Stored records
####################

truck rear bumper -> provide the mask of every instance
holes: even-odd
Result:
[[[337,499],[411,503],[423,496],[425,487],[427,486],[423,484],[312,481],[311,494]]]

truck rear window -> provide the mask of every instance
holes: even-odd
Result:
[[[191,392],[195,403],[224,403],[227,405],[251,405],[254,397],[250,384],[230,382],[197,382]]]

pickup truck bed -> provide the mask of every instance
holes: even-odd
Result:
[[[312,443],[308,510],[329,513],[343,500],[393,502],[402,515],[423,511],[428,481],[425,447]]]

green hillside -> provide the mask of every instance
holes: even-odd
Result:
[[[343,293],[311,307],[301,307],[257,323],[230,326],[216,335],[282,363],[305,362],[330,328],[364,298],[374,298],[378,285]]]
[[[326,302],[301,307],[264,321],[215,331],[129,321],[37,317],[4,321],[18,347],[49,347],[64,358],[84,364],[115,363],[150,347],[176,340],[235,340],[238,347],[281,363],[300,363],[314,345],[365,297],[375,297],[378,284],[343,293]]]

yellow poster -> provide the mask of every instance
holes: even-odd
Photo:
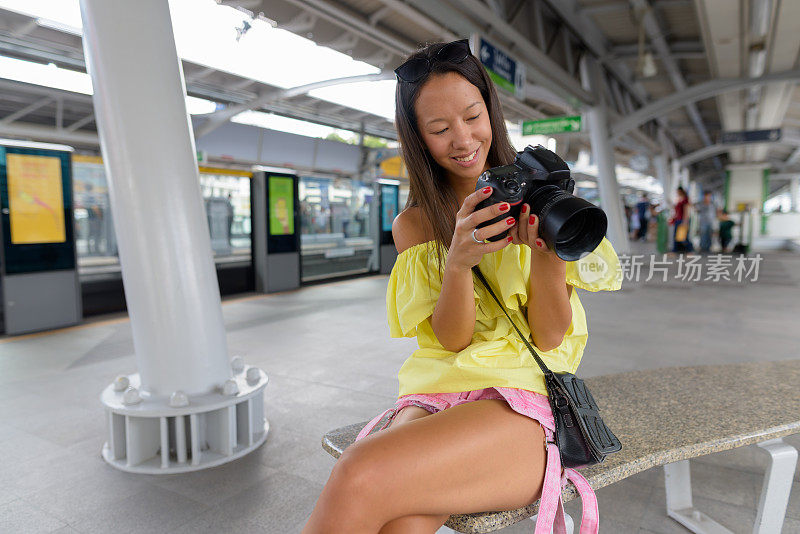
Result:
[[[63,243],[61,158],[7,154],[11,243]]]

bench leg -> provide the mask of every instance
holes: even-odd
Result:
[[[769,465],[761,487],[753,534],[779,533],[786,515],[786,505],[789,504],[789,492],[797,466],[797,449],[780,438],[764,441],[758,446],[769,454]]]
[[[764,476],[753,533],[780,534],[797,465],[797,450],[781,439],[764,441],[758,446],[770,455],[770,464]],[[730,530],[692,505],[689,460],[666,464],[664,485],[669,517],[697,534],[731,534]]]

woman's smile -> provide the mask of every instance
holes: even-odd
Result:
[[[452,159],[456,161],[462,167],[471,167],[478,161],[478,151],[480,147],[476,148],[474,151],[470,152],[466,156],[452,156]]]

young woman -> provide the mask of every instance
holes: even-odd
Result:
[[[689,239],[689,210],[691,209],[689,195],[683,186],[678,186],[676,192],[678,202],[675,203],[670,221],[675,225],[672,230],[672,252],[691,252],[694,247]]]
[[[396,71],[396,125],[410,196],[392,228],[399,253],[387,312],[394,337],[419,350],[399,372],[395,406],[348,447],[304,534],[431,534],[451,514],[514,510],[541,497],[536,532],[563,521],[561,484],[581,492],[581,532],[597,532],[597,502],[576,471],[562,472],[544,377],[486,289],[479,265],[524,335],[554,371],[574,372],[586,344],[583,307],[573,286],[618,289],[619,261],[607,240],[590,254],[604,269],[565,263],[537,235],[524,205],[476,211],[489,188],[485,170],[515,151],[486,71],[466,41],[434,44]],[[510,230],[507,238],[486,241]],[[368,435],[387,414],[384,431]]]

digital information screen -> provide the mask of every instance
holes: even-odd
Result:
[[[396,185],[381,186],[381,230],[392,231],[392,223],[397,217],[399,188]]]
[[[269,177],[269,235],[294,234],[294,179]]]
[[[6,165],[11,243],[66,241],[61,158],[8,154]]]
[[[0,240],[5,274],[75,268],[71,155],[0,145]]]

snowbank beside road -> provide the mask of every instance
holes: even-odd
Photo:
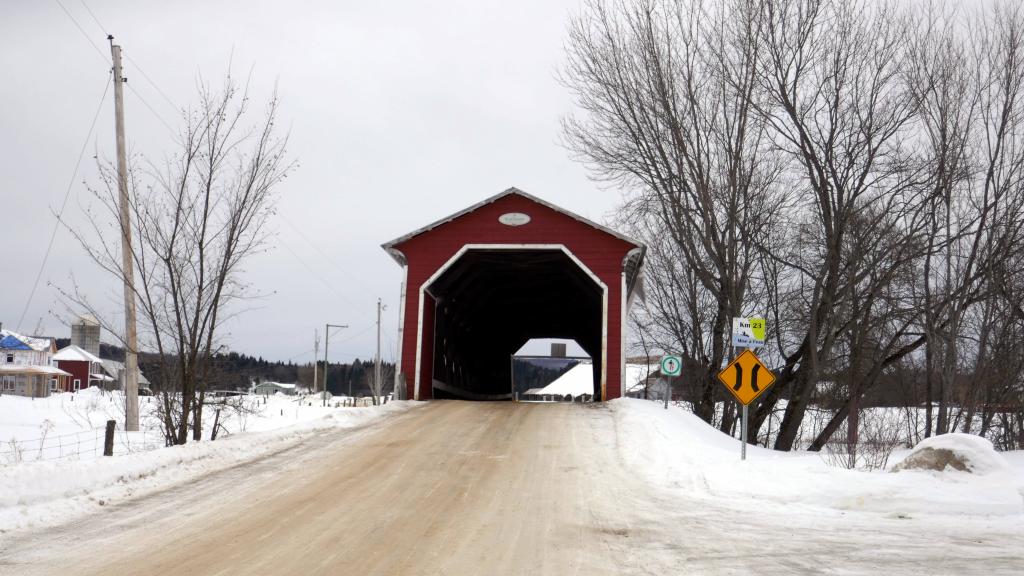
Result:
[[[137,497],[290,448],[329,429],[365,426],[420,403],[370,408],[324,408],[314,420],[262,432],[236,433],[215,442],[192,442],[87,460],[21,462],[0,469],[0,532],[66,522],[98,506]]]
[[[908,517],[1022,515],[1024,471],[989,474],[865,472],[829,466],[812,452],[747,447],[690,412],[644,400],[613,400],[625,463],[669,490],[753,507],[813,507]],[[1011,457],[1016,460],[1016,457]]]
[[[925,438],[892,470],[929,468],[940,471],[957,469],[972,474],[1012,471],[991,442],[981,436],[959,432]]]

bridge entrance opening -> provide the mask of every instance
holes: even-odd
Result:
[[[607,288],[566,250],[471,249],[429,285],[433,397],[513,398],[512,355],[533,338],[575,340],[600,381]],[[600,399],[600,386],[595,386]]]
[[[600,377],[573,340],[534,338],[512,355],[512,395],[519,402],[588,402]]]

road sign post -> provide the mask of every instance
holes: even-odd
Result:
[[[743,441],[740,442],[740,460],[747,459],[747,405],[743,405],[743,421],[740,422],[740,435]]]
[[[683,362],[679,356],[661,357],[661,375],[665,376],[665,410],[668,410],[668,397],[672,395],[672,377],[679,376],[683,370]]]
[[[775,383],[775,375],[761,362],[761,359],[756,354],[750,350],[744,350],[718,373],[718,381],[743,406],[743,420],[740,423],[740,436],[742,436],[743,447],[740,449],[740,458],[746,460],[747,407]]]

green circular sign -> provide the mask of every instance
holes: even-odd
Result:
[[[683,370],[683,362],[679,356],[663,356],[661,358],[661,373],[665,376],[679,376]]]

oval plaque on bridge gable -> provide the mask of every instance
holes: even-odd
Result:
[[[522,226],[530,223],[530,215],[522,212],[508,212],[498,216],[498,222],[505,226]]]

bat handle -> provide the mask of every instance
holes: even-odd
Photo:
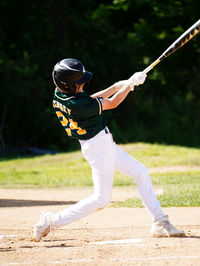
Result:
[[[147,68],[145,68],[144,70],[143,70],[143,72],[145,73],[145,74],[147,74],[150,70],[152,70],[158,63],[160,63],[160,61],[161,61],[161,59],[160,59],[160,57],[158,58],[158,59],[156,59],[150,66],[148,66]]]

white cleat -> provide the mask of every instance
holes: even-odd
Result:
[[[168,216],[164,216],[160,220],[153,223],[151,228],[153,237],[176,237],[185,236],[183,230],[176,229],[169,221]]]
[[[51,212],[43,212],[40,215],[38,223],[33,228],[33,241],[39,242],[51,231],[52,215]]]

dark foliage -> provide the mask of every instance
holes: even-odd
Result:
[[[77,148],[52,109],[51,72],[74,57],[93,93],[143,70],[199,19],[199,1],[0,1],[0,147]],[[200,145],[200,36],[106,112],[118,142]]]

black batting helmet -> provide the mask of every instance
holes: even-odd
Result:
[[[75,90],[73,84],[82,84],[88,82],[93,74],[85,70],[84,65],[73,58],[66,58],[58,62],[53,69],[53,81],[61,90],[66,87]]]

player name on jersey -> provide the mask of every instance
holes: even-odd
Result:
[[[61,111],[68,113],[69,115],[71,114],[71,110],[69,108],[67,108],[65,105],[61,104],[58,101],[53,100],[53,107],[54,108],[58,108]]]
[[[105,128],[100,100],[90,97],[85,92],[70,96],[56,89],[53,108],[71,138],[90,139]]]

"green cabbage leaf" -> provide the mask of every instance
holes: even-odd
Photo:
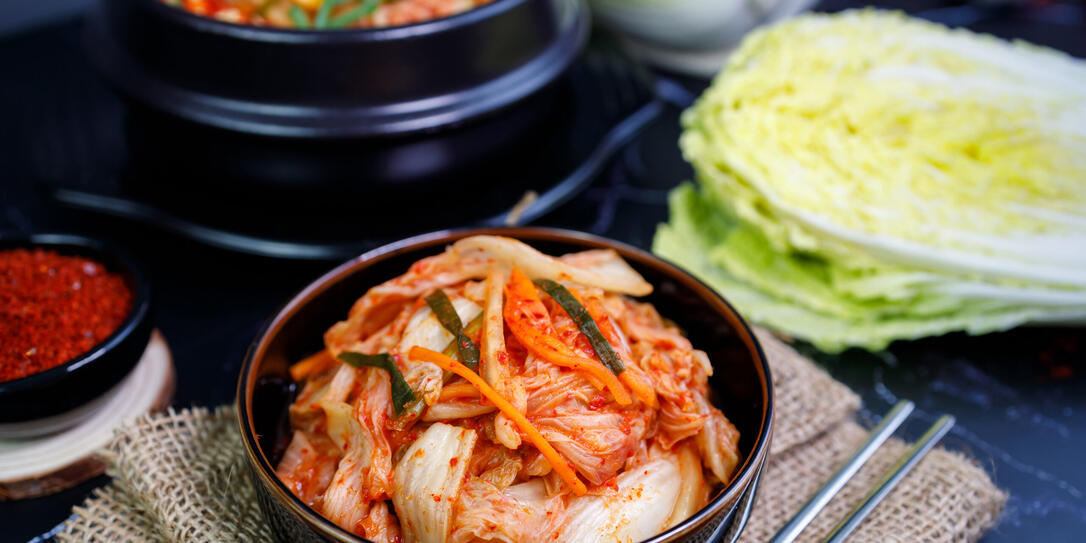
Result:
[[[874,10],[750,35],[654,250],[825,350],[1086,319],[1086,66]]]

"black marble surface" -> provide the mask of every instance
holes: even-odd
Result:
[[[827,1],[820,7],[835,10],[854,4]],[[1078,5],[885,4],[1086,56],[1086,20]],[[0,231],[80,232],[116,240],[142,256],[154,282],[156,323],[177,365],[174,405],[229,402],[241,357],[263,320],[331,264],[231,254],[52,202],[36,182],[40,172],[35,169],[49,164],[50,153],[65,147],[27,143],[27,134],[41,128],[41,119],[54,118],[46,113],[74,108],[67,116],[71,122],[91,126],[103,137],[120,130],[116,111],[78,107],[86,86],[96,83],[89,77],[77,33],[78,24],[66,22],[0,42]],[[704,85],[685,83],[693,90]],[[104,88],[90,92],[108,94]],[[667,111],[586,191],[538,222],[648,247],[656,224],[666,220],[667,191],[690,174],[675,144],[677,118],[678,110]],[[50,128],[58,141],[74,129],[63,124]],[[835,377],[863,395],[863,416],[869,420],[898,398],[912,399],[918,406],[918,415],[903,432],[908,437],[918,436],[941,413],[958,417],[945,445],[977,459],[1010,494],[1002,520],[983,541],[1086,540],[1084,330],[952,334],[898,343],[880,354],[815,354]],[[99,478],[54,496],[0,503],[0,541],[26,541],[47,532],[105,482]]]

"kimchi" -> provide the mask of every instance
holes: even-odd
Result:
[[[713,366],[617,253],[474,236],[359,298],[291,367],[277,474],[376,542],[640,541],[740,460]]]

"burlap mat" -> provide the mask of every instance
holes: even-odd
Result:
[[[758,337],[773,367],[771,455],[740,541],[766,541],[863,441],[860,399],[772,335]],[[817,541],[863,497],[906,445],[890,440],[802,534]],[[233,410],[170,411],[118,431],[104,453],[113,484],[76,507],[60,541],[266,541],[271,533],[245,473]],[[851,541],[975,541],[1006,501],[976,462],[932,451]]]
[[[170,410],[121,428],[95,491],[60,541],[270,541],[234,410]]]

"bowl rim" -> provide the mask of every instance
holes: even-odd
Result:
[[[237,396],[235,410],[237,413],[238,427],[242,435],[242,443],[245,447],[245,457],[250,468],[260,479],[265,489],[272,494],[275,501],[285,506],[294,518],[304,522],[309,527],[337,541],[345,543],[369,542],[370,540],[356,536],[340,528],[331,521],[325,519],[320,513],[303,503],[294,493],[283,484],[275,475],[274,466],[264,455],[263,450],[256,440],[256,429],[253,424],[252,393],[256,384],[255,360],[258,355],[263,355],[268,344],[268,338],[278,332],[283,323],[294,315],[302,306],[309,302],[312,296],[324,291],[340,280],[350,276],[361,268],[373,265],[382,260],[403,253],[427,249],[436,245],[452,243],[457,239],[472,235],[501,235],[515,239],[526,238],[525,242],[532,241],[557,241],[573,244],[583,244],[587,248],[610,248],[619,252],[623,259],[632,258],[638,263],[656,267],[658,270],[674,276],[677,280],[685,280],[691,287],[695,287],[702,300],[714,305],[715,309],[724,309],[720,312],[728,325],[738,333],[739,339],[746,345],[753,362],[759,369],[758,378],[762,386],[763,412],[757,438],[750,454],[746,456],[742,465],[736,470],[732,480],[724,487],[723,491],[709,501],[698,512],[670,529],[656,534],[644,540],[642,543],[661,543],[688,535],[700,527],[706,517],[713,517],[723,509],[735,504],[742,493],[752,483],[757,472],[764,464],[769,453],[769,442],[773,433],[774,393],[772,373],[765,352],[762,350],[758,338],[746,321],[735,311],[735,308],[723,296],[706,285],[703,281],[694,277],[689,272],[678,267],[674,263],[632,245],[574,230],[550,228],[550,227],[489,227],[489,228],[453,228],[438,230],[393,243],[382,245],[376,249],[366,251],[352,258],[332,270],[324,273],[312,281],[297,294],[281,305],[274,315],[269,318],[257,332],[249,349],[243,358],[241,370],[238,376]]]
[[[56,250],[58,247],[77,248],[76,251],[69,253],[62,252],[61,254],[89,258],[103,266],[105,266],[106,263],[102,262],[98,258],[98,255],[108,254],[112,256],[116,262],[123,267],[123,269],[112,271],[114,273],[128,273],[132,276],[132,308],[129,309],[128,315],[126,315],[124,320],[117,325],[117,328],[89,351],[45,371],[32,373],[10,381],[0,382],[0,396],[48,387],[57,382],[66,380],[70,376],[80,375],[86,371],[90,371],[87,368],[92,368],[95,360],[101,359],[106,353],[120,345],[128,336],[133,334],[135,330],[140,327],[142,322],[147,319],[150,314],[151,285],[148,280],[147,272],[143,269],[143,266],[139,261],[128,251],[107,241],[77,234],[0,234],[0,250],[17,248]],[[103,392],[105,391],[103,390]]]
[[[404,38],[438,34],[461,26],[509,11],[515,6],[531,0],[493,0],[482,6],[445,17],[428,19],[417,23],[379,28],[284,28],[278,26],[258,26],[247,23],[231,23],[206,15],[192,13],[180,6],[172,6],[161,0],[133,0],[145,4],[154,4],[150,9],[174,22],[191,27],[200,32],[217,34],[251,41],[269,43],[329,43],[329,42],[377,42],[395,41]],[[477,13],[481,12],[481,13]]]

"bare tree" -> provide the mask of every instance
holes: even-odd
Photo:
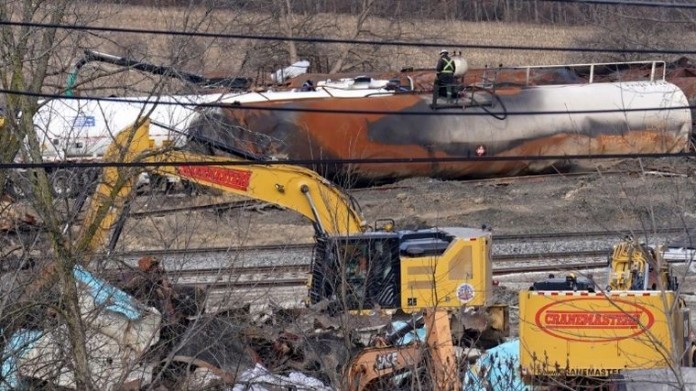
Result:
[[[15,157],[21,158],[25,163],[42,164],[44,162],[43,152],[46,149],[47,137],[45,134],[40,134],[40,129],[35,126],[34,118],[39,108],[50,100],[40,99],[39,95],[63,92],[61,81],[65,79],[78,58],[80,47],[108,45],[110,41],[118,41],[113,40],[109,33],[91,34],[81,32],[80,29],[72,30],[70,27],[57,28],[56,25],[79,28],[119,12],[122,11],[108,6],[91,7],[72,0],[57,2],[26,0],[5,2],[0,5],[0,15],[3,20],[47,25],[46,27],[26,24],[3,25],[0,28],[2,36],[0,53],[5,59],[5,63],[0,67],[0,86],[10,90],[5,99],[5,128],[0,134],[2,144],[0,155],[3,162],[11,162]],[[197,7],[195,12],[188,10],[181,16],[182,24],[191,31],[205,28],[205,23],[208,22],[204,8]],[[170,63],[188,65],[191,56],[200,58],[200,51],[196,52],[191,49],[192,47],[194,45],[191,42],[182,39],[176,45],[167,45],[169,53],[163,51],[160,53],[163,57],[166,56]],[[134,84],[137,89],[131,89],[129,92],[137,94],[139,91],[144,91],[154,100],[157,100],[157,96],[163,92],[177,88],[170,86],[171,79],[143,79],[142,75],[135,78],[136,80],[140,78],[140,81]],[[120,81],[120,85],[116,84],[117,88],[123,89],[124,85],[128,85],[127,82],[123,83],[123,78]],[[89,90],[90,85],[95,89]],[[76,88],[78,94],[92,95],[94,91],[108,91],[109,78],[92,74],[86,80],[80,81]],[[143,112],[143,115],[147,114]],[[112,139],[120,130],[113,129]],[[123,156],[120,158],[122,159]],[[9,174],[10,172],[6,170],[0,172],[2,184],[0,189],[5,188]],[[93,216],[95,219],[89,220],[89,226],[85,227],[86,223],[83,223],[79,233],[75,230],[75,222],[81,204],[77,203],[73,206],[67,200],[59,202],[54,198],[48,170],[43,168],[26,170],[23,177],[26,181],[19,183],[26,196],[25,202],[33,207],[43,223],[43,232],[39,241],[41,247],[28,249],[24,256],[28,257],[31,252],[36,253],[40,250],[43,252],[40,255],[46,258],[44,259],[46,262],[42,260],[37,265],[39,273],[34,272],[33,276],[29,275],[21,279],[26,283],[13,279],[7,280],[7,284],[4,284],[3,291],[7,289],[8,293],[19,296],[16,302],[6,302],[7,306],[0,309],[0,318],[3,323],[13,326],[3,327],[4,336],[10,338],[12,332],[19,332],[28,327],[31,322],[38,324],[44,330],[39,341],[47,342],[46,344],[37,342],[39,349],[44,349],[42,351],[46,354],[36,359],[44,364],[46,364],[45,360],[55,361],[47,367],[48,369],[40,372],[41,377],[49,382],[63,379],[62,382],[67,381],[78,389],[99,389],[104,386],[104,379],[102,373],[95,372],[94,360],[103,352],[100,353],[102,342],[94,339],[95,319],[93,317],[104,308],[101,304],[95,305],[93,310],[85,313],[85,283],[78,281],[76,273],[82,270],[80,267],[89,265],[95,257],[94,251],[97,248],[94,243],[103,236],[100,231],[109,228],[112,223],[112,221],[104,221],[109,216],[107,211],[117,199],[120,188],[131,179],[131,173],[127,171],[123,173],[123,177],[117,181],[116,188],[109,194],[111,200],[104,200],[104,208]],[[88,187],[91,188],[91,186]],[[89,196],[89,189],[81,190],[79,196],[82,199]],[[94,314],[91,315],[91,312]],[[51,316],[48,316],[49,314]],[[51,318],[56,319],[58,326],[51,326],[53,322]],[[63,327],[64,332],[61,331]],[[65,350],[62,354],[57,354],[56,349],[63,342],[66,343]],[[127,363],[126,368],[129,365],[132,366],[133,363]],[[62,369],[54,372],[51,368]],[[39,372],[37,372],[38,375]]]
[[[597,34],[583,46],[602,46],[628,50],[610,55],[628,61],[644,59],[645,54],[632,54],[630,49],[688,48],[685,33],[693,28],[694,13],[656,7],[592,6],[586,14],[587,23],[595,26]]]

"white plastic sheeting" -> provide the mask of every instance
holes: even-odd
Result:
[[[320,380],[300,372],[291,372],[288,376],[274,375],[259,364],[244,371],[232,391],[267,391],[278,386],[297,391],[333,391]]]
[[[281,83],[285,80],[307,73],[307,69],[309,69],[309,61],[300,60],[288,67],[278,69],[277,71],[273,72],[271,74],[271,80],[276,83]]]

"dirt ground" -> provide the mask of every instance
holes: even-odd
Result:
[[[398,228],[486,225],[494,233],[650,230],[696,227],[696,160],[600,161],[590,175],[443,181],[413,178],[351,189],[368,224]],[[627,173],[626,171],[630,171]],[[166,201],[165,201],[166,199]],[[133,211],[238,200],[230,196],[140,197]],[[307,219],[289,210],[249,207],[129,219],[123,250],[301,243]]]

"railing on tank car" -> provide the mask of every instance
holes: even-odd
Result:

####################

> **What you are asked to do**
Start at the top of the entries and repeat each line exactly, ending at the line that contains "bench leg ->". Pictures are not part of the copy.

> **Task solution**
truck rear bumper -> provide the mask of every instance
holes: even-odd
Result:
[[[337,499],[411,503],[423,496],[425,487],[427,486],[423,484],[312,481],[311,494]]]

truck rear window -> provide the mask of every instance
holes: even-odd
Result:
[[[191,392],[195,403],[224,403],[227,405],[251,405],[254,397],[250,384],[230,382],[197,382]]]

pickup truck bed -> provide the mask of every instance
holes: even-odd
Result:
[[[312,443],[308,510],[329,513],[343,500],[393,502],[402,515],[423,511],[428,481],[425,447]]]

green hillside -> provide the mask of every instance
holes: even-odd
Result:
[[[343,293],[311,307],[301,307],[257,323],[230,326],[216,335],[282,363],[305,362],[330,328],[364,298],[374,298],[378,285]]]
[[[326,302],[301,307],[264,321],[215,331],[129,321],[37,317],[4,321],[18,347],[49,347],[64,358],[84,364],[115,363],[150,347],[176,340],[235,340],[238,347],[281,363],[300,363],[314,345],[365,297],[375,297],[378,284],[343,293]]]

yellow poster -> provide the mask of every instance
holes: even-odd
Photo:
Result:
[[[63,243],[61,158],[7,154],[11,243]]]

bench leg -> provide the mask of every instance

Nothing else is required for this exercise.